• [出典]:
----------
48 水風井

井戸。それ以上でもそれ以下でも無く、ただそこに在り続ける井戸。人に利用されようが、誰からも忘れられようが、滾々と湧き出る根本的イド。

在るという事。



卦辞

井。
邑を改め井を改めず。
喪う无く得る无し。
往来井井たり。
汔んど至らんとするも、
また未だ井を繘せず。
其の瓶を羸る。凶。

せい。
ゆうをあらためせいをあらためず。
うしなうなくうるなし。
おうらいせいせいたり。
ほとんどいたらんとするも、
またいまだせいをきっせず。
そのつるべをやぶる。きょう。

村は井戸が涸れてしまっても他の場所に移る事が出来るが、井戸は村の為に移すことは出来ない大切な物。
人々は往来し、その井戸水を生活の糧にする。
溢れず涸れず井戸はずっとそこにあり続ける物。
ただ釣瓶を壊して水を汲めなくしてしまうのは凶。

命の源泉。己の源泉。

現状を守り、他の事に心を移さないように。


爻辞


初爻

井泥して食われず。
旧井に禽无し。

せいでいしてくわれず。
きゅうせいにきんなし。
----------
• [与えられた課題]:
出典では、村と井戸の違いとしてどのようなことが述べられているか。 出典に書かれていることだけを使うこと。
----------
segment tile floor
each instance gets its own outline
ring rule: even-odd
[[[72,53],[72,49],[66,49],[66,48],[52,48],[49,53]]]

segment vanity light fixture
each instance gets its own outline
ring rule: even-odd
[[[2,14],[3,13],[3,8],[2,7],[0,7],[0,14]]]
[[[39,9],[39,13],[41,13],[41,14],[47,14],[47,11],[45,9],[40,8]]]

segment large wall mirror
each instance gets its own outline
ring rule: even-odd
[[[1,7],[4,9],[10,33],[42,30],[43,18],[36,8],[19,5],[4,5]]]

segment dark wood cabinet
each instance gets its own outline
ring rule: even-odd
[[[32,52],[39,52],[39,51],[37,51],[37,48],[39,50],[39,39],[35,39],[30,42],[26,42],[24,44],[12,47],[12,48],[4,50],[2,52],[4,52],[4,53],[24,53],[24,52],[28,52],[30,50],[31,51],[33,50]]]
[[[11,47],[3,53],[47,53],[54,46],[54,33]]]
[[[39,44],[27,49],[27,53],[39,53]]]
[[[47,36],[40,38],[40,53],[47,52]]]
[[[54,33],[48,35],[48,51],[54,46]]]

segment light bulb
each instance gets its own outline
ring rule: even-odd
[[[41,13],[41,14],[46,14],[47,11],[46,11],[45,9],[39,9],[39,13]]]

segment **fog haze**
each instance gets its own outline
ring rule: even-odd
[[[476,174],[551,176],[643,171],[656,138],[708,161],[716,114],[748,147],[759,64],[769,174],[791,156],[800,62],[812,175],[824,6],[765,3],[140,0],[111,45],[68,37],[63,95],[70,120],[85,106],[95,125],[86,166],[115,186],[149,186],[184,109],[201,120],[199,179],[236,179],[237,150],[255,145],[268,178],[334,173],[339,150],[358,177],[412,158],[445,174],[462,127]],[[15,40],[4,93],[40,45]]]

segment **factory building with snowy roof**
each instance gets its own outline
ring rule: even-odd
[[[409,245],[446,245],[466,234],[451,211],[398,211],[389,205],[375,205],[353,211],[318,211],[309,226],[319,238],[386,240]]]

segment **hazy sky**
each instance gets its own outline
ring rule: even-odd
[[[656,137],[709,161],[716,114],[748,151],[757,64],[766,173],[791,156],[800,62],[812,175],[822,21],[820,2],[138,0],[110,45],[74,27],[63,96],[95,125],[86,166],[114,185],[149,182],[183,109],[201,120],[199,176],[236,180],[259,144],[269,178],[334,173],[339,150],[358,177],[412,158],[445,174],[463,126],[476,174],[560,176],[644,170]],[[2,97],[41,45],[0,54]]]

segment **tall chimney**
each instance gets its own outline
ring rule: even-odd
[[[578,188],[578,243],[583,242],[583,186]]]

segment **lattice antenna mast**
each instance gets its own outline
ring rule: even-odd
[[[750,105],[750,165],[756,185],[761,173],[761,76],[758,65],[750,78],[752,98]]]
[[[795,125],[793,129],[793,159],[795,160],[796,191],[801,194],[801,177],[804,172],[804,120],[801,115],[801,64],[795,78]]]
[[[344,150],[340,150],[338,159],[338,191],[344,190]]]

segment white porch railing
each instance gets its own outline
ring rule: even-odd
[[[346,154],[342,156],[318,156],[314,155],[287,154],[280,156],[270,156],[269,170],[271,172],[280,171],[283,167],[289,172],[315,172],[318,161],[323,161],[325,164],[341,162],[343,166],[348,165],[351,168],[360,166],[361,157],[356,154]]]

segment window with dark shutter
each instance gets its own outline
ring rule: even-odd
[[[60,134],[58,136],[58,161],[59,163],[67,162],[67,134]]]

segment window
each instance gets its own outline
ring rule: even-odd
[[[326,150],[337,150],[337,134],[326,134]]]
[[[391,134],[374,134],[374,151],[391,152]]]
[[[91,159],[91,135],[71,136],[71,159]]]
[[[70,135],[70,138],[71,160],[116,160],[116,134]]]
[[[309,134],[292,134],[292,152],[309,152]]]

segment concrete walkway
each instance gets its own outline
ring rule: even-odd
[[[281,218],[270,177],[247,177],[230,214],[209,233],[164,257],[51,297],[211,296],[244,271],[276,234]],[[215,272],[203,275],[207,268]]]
----------
• [解答]:
村は井戸が涸れても他の場所に移れるが、井戸は村のために移すことができない。